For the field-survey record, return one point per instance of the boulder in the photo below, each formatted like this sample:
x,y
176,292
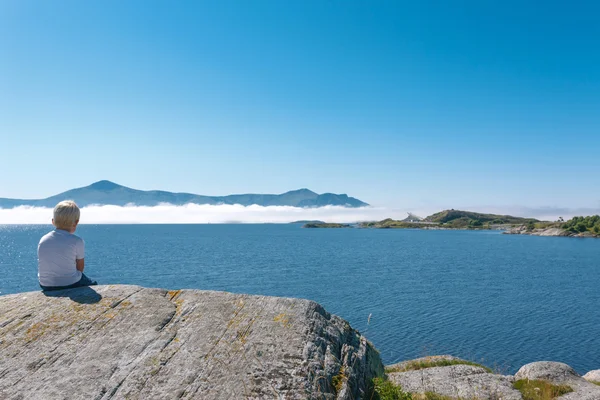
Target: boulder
x,y
593,376
455,381
119,341
560,374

==*==

**Exercise**
Make an exact copy of the data, leaving its pictures out.

**Complete output**
For the field-survey record, return one point per instance of the boulder in the photo below, each formatted like this sample:
x,y
176,292
Target: boulder
x,y
593,376
455,381
119,341
560,374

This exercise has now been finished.